**OBJECTIVES**
[A] According to the St Petersburg travel piece, what did the communists rename the city after the end of Tsar rule?
[B] Pick up the St Petersburg travel piece after its last sentence and keep writing.

**PROVIDED TEXT**
The Best of St Petersburg, Russia
Visiting Russia had been high on our ‘one day’ bucket list so when we knew the Sea Princess world cruise would include 2 days in St Petersburg we were more than excited.
The Best of St Petersburg was the title of our ship’s tour, and what an incredible two days we had, crammed with wonder after wonder.
Booking the two day ship’s tour in St Petersburg meant we didn’t need to organise our own visas for Russia, which was a weight off our minds. This has been the only port so far where we needed to go through passport control and immigration, but it was relatively easy and only took around 15 minutes each time.
- A bit of potted history
- Day 1
- Peterhof Palace and Gardens
- Beautiful Gardens
- The weather
- The Great Cascade
- The Spit of Vasilyevsky
- The Church on Spilled Blood
- Magnificent Mosaics
- Potato storage
- Down Down!
- St Isaac’s Cathedral
- St Peter and Paul’s Fortress and Cathedral
- Wow, what a day!
- Day 2
- Canal Trip
- The Hermitage Museum
- It was mind boggling.
- Yusupov Palace
- Pearls and Palaces
- Shop ‘til we dropped
- How lucky we were to have these two days!
- Fast Facts, Tips, and Curious Trivia
A bit of potted history
St Petersburg was founded in 1703 by Peter the Great following Russia’s victory in a war with Sweden when the land on which St Petersburg is situated was won back by Russia.
Peter I had ambitious plans for St Petersburg to become the symbol of a new era of Russian history and he resolved to create a northern paradise on the marshy land along the Neva River.
The city has had a tumultuous history and was ruled by the Tsars for more than 200 years. Following the outbreak of the First World War St Petersburg changed its name to Petrograd moving from the Germanic name back to a Russian name.
However, following the abrupt and bloody end to Tsar rule in 1918 with the execution of the last Tsar Nicholas II, along with his wife and five children, the communists renamed the city Leningrad.
Following the demise of communism and the end of the Soviet era in the early 1990’s the people of the city voted to change the name back to its original name St Petersburg.

Data taken from a collection:
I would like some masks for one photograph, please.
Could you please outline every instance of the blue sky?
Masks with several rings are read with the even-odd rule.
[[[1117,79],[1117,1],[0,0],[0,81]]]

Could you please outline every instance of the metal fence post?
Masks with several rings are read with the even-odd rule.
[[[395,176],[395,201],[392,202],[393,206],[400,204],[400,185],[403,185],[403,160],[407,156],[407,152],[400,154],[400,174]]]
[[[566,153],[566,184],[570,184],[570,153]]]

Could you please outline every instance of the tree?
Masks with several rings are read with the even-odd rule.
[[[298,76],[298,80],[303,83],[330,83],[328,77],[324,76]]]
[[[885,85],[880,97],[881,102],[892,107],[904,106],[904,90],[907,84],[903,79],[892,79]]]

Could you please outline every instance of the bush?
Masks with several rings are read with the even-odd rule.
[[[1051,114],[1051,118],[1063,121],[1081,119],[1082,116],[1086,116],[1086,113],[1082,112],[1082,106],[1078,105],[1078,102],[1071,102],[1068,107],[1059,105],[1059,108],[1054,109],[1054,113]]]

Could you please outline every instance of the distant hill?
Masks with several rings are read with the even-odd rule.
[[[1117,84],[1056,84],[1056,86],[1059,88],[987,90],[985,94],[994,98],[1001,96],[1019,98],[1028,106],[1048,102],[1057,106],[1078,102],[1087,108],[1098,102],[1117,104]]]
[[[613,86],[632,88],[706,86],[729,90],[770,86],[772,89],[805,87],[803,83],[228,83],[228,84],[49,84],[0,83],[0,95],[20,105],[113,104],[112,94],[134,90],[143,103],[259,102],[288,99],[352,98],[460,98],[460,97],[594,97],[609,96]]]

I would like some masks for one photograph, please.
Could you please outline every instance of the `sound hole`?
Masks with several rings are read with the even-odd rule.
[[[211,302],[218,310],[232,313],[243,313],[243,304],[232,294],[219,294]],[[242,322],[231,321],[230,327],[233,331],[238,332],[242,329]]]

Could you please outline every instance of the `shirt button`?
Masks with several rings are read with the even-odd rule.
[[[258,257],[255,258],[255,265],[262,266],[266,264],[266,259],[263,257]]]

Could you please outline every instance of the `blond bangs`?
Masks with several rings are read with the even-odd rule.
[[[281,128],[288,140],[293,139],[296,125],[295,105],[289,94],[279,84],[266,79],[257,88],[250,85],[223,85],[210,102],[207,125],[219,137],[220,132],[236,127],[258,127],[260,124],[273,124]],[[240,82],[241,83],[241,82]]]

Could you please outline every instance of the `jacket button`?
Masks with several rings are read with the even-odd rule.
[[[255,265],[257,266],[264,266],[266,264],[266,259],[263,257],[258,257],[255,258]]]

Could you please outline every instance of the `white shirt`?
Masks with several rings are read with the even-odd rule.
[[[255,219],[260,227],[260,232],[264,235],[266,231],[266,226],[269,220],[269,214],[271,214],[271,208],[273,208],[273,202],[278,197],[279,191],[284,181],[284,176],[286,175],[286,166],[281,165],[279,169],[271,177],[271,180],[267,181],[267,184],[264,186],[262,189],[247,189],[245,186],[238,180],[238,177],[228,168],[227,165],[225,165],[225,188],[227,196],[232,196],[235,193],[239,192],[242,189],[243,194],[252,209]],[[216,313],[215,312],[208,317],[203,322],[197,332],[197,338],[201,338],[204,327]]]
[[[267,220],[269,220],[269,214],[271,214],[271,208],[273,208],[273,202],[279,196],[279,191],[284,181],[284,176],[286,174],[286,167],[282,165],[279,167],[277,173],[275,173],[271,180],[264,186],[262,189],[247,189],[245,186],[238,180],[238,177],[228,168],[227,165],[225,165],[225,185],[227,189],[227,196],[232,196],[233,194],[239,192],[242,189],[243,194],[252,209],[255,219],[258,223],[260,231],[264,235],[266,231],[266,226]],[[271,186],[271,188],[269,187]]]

**ANSWERS BELOW**
[A] Leningrad.

[B]
The itinerary of day one included a one hour drive out to Peterhof (Peter the Great’s Grand Palace is considered to be similar to Versailles in France) and on the drive there we were able to view aspects of tumultuous Russian history – including an old Russian tank we espied which we were told is a monument to the outer Russian defence of Leningrad during the Second World War when the Germans laid siege to the city for 872 days and millions of Russians died of starvation.
The drive also took us past acre upon acre, wave upon wave, of utilitarian blocks of Soviet Union flats which were rapidly constructed in the Soviet years to house the populace. Many of these 1970’s blocks of flats appeared in poor condition and in states of great disrepair.
On the other hand there were also areas of new luxury apartments heralding in the new era of the Russian Federation and open market capitalism.
Peterhof Palace and Gardens
At Peterhof we first visited the sumptuous palace and were knocked sideways by the extravagance and opulence within its walls.
Everywhere glittered with chandeliers, everything seemed gilded with gold leaf. There was silk, priceless art and exquisitely crafted antique furniture – the excesses were mind blowing.
How could something like this exist, we wondered, what point could it possibly have? For to think about the place as a person’s home built to impress was quite sickening when we know that at the same time the population all around was starving.
But to view it now as a piece of art is uplifting as it provides a work of great beauty, and a contrast to mundane day to day life. It’s stunningly beautiful in its construction, execution and detail, and of course the wonderful gardens and fountains add to the idea of the palace being a fantastic piece of man made art.
Perhaps for us the highlight of Peterhof were the gardens, in particular the lower gardens. From the terrace of the main palace the view of the lower gardens is spectacular as you gaze out along the canal that links the palace to the Baltic Sea.
This canal was used by Peter I to access his resplendent home, as it was quicker and more comfortable to travel from St Petersburg by sea than by carriage. Even today many of the day tours to Peterhof are by hydrofoil from St Petersburg.
The gardens are home to a multitude of impressive, quirky and humorous fountains and we spent a glorious hour in rare sunshine exploring them.
“St Petersburg experiences precipitation, rain or snow, on average 250 days of the year and has only around 30 sunny days a year,” our guide Irina explained to us.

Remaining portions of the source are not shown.